• _EXERCISE DESCRIPTION_: Could you retype the entries exactly as they are?

• _INFORMATION_:
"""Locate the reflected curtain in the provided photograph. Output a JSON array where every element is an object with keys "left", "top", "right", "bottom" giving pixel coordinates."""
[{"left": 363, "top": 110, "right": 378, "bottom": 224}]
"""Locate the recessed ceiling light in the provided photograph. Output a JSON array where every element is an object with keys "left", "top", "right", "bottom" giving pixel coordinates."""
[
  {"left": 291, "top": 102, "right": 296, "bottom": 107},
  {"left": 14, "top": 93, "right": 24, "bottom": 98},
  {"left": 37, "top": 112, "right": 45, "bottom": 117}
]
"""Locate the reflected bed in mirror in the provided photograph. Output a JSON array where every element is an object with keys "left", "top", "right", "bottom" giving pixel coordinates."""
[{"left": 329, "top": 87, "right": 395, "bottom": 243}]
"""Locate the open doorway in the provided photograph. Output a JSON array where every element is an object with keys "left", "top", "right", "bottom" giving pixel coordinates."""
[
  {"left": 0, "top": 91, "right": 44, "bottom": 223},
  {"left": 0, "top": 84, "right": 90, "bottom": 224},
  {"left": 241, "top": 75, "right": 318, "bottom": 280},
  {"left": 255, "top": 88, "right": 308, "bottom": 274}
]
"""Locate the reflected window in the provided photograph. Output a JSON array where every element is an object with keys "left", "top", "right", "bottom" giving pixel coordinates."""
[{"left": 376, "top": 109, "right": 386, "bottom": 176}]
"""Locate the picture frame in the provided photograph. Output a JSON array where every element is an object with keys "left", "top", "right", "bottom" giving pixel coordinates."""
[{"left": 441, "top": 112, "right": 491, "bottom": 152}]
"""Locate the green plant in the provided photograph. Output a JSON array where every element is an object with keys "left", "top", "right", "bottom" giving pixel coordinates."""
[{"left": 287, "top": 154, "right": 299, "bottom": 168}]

• _SOLVED EXERCISE_:
"""Locate the reflected curtain in the provided photograph. Output a JSON array where every element is an object with keys "left", "top", "right", "bottom" giving pixel coordinates."""
[{"left": 363, "top": 110, "right": 378, "bottom": 224}]
"""Locate the recessed ceiling light in the provided photograph. Output a JSON array where every element is an object with keys "left", "top", "right", "bottom" giving pixel coordinates."""
[
  {"left": 291, "top": 102, "right": 296, "bottom": 107},
  {"left": 14, "top": 93, "right": 24, "bottom": 98},
  {"left": 37, "top": 112, "right": 45, "bottom": 117}
]
"""Locate the reflected bed in mirror in the provided photograph. Output a JSON array where every element is an object with keys "left", "top", "right", "bottom" giving pixel coordinates."""
[{"left": 329, "top": 87, "right": 395, "bottom": 243}]
"""Locate the open doorway in the provided photograph. Output a JSON array where every element is an object with keys "left", "top", "right", "bottom" giving pixel coordinates."""
[
  {"left": 0, "top": 91, "right": 44, "bottom": 223},
  {"left": 0, "top": 84, "right": 90, "bottom": 224},
  {"left": 241, "top": 75, "right": 318, "bottom": 280},
  {"left": 255, "top": 88, "right": 308, "bottom": 274}
]
"""Locate the reflected window in the provided photograph. Output a JSON array where every element is an object with keys "left", "top", "right", "bottom" giving pixel coordinates."""
[{"left": 376, "top": 109, "right": 386, "bottom": 176}]
"""Locate the picture frame in the provided photograph. Output a JSON array where every element is an object with keys "left", "top", "right", "bottom" giving pixel coordinates."""
[{"left": 441, "top": 112, "right": 491, "bottom": 152}]
"""Locate the green plant in the provided photograph. Output a JSON array where every element is an object with keys "left", "top", "right", "bottom" giving pixel coordinates."""
[{"left": 287, "top": 154, "right": 299, "bottom": 168}]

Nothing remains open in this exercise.